Report each line of the data below that contains the word "blue", copying every such line in full.

===

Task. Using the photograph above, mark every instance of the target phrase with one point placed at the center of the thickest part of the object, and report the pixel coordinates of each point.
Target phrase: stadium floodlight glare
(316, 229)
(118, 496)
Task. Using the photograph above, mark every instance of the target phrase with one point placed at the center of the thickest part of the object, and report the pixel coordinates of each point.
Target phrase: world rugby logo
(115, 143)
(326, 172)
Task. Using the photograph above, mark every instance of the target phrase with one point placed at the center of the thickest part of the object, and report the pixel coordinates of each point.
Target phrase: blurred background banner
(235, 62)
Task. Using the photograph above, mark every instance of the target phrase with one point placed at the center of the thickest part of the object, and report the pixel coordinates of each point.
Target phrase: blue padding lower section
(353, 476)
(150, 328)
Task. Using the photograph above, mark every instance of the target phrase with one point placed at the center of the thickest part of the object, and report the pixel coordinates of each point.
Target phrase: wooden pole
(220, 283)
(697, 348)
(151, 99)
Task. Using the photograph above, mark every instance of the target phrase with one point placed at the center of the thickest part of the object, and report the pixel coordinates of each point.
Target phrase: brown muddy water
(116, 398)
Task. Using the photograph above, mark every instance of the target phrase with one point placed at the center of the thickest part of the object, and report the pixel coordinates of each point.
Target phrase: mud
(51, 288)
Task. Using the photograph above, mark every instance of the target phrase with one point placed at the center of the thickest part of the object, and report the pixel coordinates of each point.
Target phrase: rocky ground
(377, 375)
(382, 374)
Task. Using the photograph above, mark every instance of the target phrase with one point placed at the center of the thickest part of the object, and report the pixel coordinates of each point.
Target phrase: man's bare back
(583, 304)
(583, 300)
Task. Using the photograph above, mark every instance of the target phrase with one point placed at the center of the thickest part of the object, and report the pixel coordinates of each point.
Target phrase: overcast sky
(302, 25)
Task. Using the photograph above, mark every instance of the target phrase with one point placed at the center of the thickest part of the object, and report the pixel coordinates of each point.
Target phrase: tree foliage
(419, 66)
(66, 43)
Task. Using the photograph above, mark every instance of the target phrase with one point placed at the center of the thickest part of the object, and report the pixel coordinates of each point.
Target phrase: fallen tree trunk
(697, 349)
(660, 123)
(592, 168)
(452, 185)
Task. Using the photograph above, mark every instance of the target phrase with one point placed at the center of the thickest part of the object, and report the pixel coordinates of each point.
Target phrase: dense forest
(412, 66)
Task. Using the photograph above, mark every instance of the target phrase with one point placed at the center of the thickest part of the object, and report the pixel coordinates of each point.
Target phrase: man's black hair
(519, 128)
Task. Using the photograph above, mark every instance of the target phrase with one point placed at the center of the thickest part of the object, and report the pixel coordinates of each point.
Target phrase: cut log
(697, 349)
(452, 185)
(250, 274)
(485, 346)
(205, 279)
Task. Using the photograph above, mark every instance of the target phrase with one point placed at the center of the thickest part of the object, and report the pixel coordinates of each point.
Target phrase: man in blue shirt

===

Answer for this exercise
Target phrase: blue padding lower section
Target phrase: man in blue shirt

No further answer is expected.